WHAT THE TASK ASKS - Count the lines in the data below that contain the string "leaf", with case counting. Reply with the number only.

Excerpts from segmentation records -

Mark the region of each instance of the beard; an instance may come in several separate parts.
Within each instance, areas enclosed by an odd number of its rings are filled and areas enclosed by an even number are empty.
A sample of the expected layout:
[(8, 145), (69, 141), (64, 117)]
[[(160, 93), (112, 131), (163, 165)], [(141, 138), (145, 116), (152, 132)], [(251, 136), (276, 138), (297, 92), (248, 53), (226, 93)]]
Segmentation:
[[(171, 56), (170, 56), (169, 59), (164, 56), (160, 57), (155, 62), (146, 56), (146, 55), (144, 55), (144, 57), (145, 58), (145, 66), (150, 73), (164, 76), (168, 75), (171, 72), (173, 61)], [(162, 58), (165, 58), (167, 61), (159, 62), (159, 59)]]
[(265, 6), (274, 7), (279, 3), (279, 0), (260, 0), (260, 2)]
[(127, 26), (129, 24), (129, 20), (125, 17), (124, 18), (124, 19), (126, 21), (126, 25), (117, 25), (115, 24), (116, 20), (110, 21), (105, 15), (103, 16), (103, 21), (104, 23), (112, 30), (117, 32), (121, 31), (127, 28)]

--

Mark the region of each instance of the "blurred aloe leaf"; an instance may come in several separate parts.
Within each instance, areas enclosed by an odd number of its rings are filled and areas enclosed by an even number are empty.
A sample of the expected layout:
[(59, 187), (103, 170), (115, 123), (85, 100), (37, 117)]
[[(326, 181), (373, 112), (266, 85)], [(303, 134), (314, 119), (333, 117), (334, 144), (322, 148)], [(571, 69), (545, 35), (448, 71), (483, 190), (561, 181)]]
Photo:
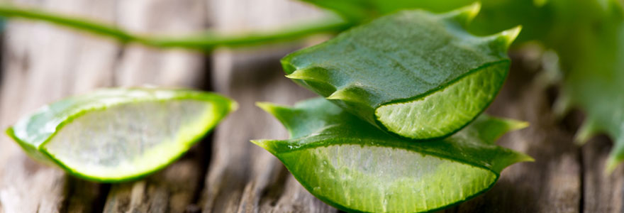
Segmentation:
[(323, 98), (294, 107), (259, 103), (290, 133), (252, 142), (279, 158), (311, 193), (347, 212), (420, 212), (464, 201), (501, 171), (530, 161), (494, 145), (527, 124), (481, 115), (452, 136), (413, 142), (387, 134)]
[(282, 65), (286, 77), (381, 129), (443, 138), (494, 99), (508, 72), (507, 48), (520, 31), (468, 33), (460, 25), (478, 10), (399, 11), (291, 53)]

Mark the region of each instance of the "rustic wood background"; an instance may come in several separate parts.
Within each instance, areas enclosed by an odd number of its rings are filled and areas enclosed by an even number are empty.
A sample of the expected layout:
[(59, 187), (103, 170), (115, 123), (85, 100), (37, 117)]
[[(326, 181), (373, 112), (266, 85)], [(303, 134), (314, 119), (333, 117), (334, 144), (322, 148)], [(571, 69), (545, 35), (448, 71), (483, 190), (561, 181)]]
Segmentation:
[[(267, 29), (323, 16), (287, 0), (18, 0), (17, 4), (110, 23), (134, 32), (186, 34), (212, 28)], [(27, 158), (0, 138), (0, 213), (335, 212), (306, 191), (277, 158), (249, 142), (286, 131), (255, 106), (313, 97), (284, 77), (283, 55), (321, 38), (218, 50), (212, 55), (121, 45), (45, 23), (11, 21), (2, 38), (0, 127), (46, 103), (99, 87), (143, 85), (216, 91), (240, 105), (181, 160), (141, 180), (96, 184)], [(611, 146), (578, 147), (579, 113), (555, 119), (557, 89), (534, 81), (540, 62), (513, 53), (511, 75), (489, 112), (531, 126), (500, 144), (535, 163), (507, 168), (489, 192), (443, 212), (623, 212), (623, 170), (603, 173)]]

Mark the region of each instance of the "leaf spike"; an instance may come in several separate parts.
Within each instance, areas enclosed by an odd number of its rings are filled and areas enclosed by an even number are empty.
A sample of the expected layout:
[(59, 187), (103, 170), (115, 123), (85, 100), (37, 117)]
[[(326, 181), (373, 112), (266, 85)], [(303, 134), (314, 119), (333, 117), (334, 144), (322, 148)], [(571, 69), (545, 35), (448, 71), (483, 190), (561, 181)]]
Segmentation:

---

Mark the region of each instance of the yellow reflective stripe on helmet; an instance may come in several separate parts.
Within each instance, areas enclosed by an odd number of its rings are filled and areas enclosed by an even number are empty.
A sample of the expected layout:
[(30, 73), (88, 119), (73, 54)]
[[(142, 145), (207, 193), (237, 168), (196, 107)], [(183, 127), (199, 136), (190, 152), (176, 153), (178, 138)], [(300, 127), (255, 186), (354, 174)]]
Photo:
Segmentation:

PROBLEM SOLUTION - 2